### Problem to solve
Keep only the lines of the material that contain the string "query", treating uppercase and lowercase as different.

(Excerpts from a pointing dataset)
============
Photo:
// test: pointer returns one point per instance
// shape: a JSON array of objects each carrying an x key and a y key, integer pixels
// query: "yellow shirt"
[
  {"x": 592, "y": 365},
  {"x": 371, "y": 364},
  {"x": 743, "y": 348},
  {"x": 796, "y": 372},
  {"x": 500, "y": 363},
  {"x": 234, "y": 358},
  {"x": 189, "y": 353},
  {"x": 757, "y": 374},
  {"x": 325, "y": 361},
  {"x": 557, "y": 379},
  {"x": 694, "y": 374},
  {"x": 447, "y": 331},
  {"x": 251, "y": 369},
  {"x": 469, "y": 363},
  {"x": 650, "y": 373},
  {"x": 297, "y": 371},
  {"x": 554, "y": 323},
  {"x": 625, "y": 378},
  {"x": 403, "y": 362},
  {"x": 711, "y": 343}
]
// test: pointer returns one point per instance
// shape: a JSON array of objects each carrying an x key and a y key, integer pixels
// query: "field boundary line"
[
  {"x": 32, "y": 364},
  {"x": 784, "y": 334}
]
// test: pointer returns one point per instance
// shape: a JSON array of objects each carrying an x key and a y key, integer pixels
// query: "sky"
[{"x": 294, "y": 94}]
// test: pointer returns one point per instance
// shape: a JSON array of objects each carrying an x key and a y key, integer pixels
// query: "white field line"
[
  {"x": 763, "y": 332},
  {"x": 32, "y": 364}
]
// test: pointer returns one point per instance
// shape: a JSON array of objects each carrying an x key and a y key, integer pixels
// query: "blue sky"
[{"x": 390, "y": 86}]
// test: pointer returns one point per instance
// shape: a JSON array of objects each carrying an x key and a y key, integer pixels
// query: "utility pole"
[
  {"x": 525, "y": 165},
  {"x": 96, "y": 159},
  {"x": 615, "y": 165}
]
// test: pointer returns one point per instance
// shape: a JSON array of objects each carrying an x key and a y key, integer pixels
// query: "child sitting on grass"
============
### Answer for the task
// query: "yellow shirt"
// query: "field boundary line"
// query: "sky"
// query: "white field line"
// query: "blue sky"
// query: "utility pole"
// query: "child sitting on grass"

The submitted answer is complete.